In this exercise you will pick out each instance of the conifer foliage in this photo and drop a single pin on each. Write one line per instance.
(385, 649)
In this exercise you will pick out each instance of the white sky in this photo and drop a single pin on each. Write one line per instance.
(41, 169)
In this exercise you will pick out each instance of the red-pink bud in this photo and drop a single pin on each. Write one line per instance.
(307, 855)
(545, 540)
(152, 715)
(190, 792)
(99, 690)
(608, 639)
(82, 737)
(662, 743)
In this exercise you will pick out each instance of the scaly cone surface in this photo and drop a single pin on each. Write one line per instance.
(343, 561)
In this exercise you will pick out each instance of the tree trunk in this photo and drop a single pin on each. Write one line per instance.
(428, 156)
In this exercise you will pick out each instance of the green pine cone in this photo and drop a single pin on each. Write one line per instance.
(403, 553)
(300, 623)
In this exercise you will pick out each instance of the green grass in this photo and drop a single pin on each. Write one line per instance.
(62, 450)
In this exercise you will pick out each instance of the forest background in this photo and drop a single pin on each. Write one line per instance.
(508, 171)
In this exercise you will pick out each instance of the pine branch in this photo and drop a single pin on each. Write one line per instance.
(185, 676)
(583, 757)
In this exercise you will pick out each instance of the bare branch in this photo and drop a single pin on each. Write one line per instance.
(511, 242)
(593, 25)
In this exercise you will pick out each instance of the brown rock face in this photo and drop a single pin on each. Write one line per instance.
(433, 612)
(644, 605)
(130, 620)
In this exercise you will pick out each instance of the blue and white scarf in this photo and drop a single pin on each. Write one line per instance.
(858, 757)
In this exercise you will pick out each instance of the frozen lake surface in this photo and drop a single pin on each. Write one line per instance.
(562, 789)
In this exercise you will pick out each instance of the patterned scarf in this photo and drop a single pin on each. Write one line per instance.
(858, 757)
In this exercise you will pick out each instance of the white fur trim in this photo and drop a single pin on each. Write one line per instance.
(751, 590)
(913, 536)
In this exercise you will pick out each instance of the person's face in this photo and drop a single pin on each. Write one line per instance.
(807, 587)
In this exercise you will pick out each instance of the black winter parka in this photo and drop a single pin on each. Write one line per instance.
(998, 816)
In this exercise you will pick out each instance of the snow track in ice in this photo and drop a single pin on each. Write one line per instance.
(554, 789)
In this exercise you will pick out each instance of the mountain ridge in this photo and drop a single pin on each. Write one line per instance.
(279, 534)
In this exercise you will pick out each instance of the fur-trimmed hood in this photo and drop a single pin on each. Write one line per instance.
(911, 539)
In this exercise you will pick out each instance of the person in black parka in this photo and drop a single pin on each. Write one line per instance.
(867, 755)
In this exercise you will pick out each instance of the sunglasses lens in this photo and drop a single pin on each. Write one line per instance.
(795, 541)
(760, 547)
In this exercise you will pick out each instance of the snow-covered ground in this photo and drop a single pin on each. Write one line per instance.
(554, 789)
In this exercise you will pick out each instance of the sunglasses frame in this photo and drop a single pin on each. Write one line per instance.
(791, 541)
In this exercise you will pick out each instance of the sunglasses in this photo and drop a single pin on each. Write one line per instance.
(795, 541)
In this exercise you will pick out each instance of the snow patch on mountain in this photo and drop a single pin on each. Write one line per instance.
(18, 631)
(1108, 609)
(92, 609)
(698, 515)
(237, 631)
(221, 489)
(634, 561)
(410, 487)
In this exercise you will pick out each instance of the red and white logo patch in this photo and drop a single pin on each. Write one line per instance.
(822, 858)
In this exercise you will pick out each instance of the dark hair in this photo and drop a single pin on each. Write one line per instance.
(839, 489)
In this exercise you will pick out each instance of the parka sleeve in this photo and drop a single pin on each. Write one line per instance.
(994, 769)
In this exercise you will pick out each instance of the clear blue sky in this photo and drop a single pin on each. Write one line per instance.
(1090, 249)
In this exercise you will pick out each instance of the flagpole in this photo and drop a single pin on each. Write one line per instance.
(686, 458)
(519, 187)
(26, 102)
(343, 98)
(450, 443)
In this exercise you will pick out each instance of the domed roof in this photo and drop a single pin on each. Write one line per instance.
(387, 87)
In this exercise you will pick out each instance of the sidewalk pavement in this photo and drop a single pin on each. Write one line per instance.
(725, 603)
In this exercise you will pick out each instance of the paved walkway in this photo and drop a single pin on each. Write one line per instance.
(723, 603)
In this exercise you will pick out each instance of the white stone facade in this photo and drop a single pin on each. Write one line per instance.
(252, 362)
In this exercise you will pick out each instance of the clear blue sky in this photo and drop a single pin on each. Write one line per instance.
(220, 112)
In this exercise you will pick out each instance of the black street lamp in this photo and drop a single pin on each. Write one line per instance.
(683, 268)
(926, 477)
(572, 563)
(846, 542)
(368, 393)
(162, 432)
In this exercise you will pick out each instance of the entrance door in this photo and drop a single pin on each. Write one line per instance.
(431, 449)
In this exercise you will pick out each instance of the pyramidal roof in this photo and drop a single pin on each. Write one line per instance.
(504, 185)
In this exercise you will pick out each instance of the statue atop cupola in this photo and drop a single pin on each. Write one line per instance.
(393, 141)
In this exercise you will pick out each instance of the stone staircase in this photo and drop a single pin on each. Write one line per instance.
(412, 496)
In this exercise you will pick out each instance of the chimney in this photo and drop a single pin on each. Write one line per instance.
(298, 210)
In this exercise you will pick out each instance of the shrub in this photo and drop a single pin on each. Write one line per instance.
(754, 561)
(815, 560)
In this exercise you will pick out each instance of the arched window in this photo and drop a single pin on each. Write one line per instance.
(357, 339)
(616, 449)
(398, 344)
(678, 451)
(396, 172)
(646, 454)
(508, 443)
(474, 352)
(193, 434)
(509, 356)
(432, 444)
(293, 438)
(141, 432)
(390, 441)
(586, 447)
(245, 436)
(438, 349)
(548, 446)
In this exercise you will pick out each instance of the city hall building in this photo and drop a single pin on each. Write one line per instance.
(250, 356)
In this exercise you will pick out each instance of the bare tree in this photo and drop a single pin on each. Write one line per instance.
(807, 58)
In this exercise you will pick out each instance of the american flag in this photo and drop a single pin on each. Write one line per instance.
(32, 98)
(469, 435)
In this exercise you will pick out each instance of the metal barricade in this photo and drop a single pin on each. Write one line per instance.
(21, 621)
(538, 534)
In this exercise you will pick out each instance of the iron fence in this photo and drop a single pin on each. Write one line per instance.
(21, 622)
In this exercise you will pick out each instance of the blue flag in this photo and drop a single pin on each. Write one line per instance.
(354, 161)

## Challenge
Write out exactly the lines starting with the one that holds "of the entrance" and running through the last line above.

## Exercise output
In this exercise you will pick out each instance of the entrance door in this photo and drop a single pin on each. Write one line per instance.
(431, 449)
In this exercise you will pick out each instance of the pyramidal roof in this photo and drop a single pin on each. Write one line per instance.
(504, 185)
In this exercise you will pick out each instance of the statue atop cupola in this photo and drop a single pin on each. Write one line per instance.
(393, 141)
In this exercise you will pick out each instance of the stone staircase in this photo and drop a single pin on each. Write one line per instance.
(412, 496)
In this exercise you will pick out each instance of the chimney in this photo and drop a single pin on each. Write one line per instance.
(298, 210)
In this exercise you will pick out each instance of the shrub in this photo and drop a single pin on each. Write one line per instance.
(754, 561)
(815, 560)
In this exercise you will pick out each instance of the arched window in this photo and drop a single pin on each. Write one line per instance.
(357, 339)
(616, 449)
(398, 344)
(678, 451)
(396, 172)
(646, 454)
(508, 443)
(474, 352)
(193, 434)
(509, 356)
(432, 444)
(293, 438)
(141, 432)
(390, 441)
(586, 447)
(245, 436)
(438, 349)
(548, 446)
In this exercise you will pick out each instance of the city hall building in this photo and drop a single pin on each. Write one line per instance.
(250, 356)
In this exercise you will pick out each instance of the bare tree in this photo and drop a single pin on each. Write one line per instance.
(807, 58)
In this exercise you will pick out each instance of the american flag in this photo and drop a single pin on each. Write one line per instance.
(32, 98)
(469, 435)
In this exercise you will pick out each instance of the metal barricade in this photo and drop a single pin on each. Write one line per instance.
(21, 621)
(538, 534)
In this exercise you will pick out each instance of the iron fence in this photo and drop a single pin on each. Write one line per instance.
(21, 622)
In this exercise you will pick out each instance of the blue flag in this photo and drop a single pin on each. Write one line per instance.
(354, 161)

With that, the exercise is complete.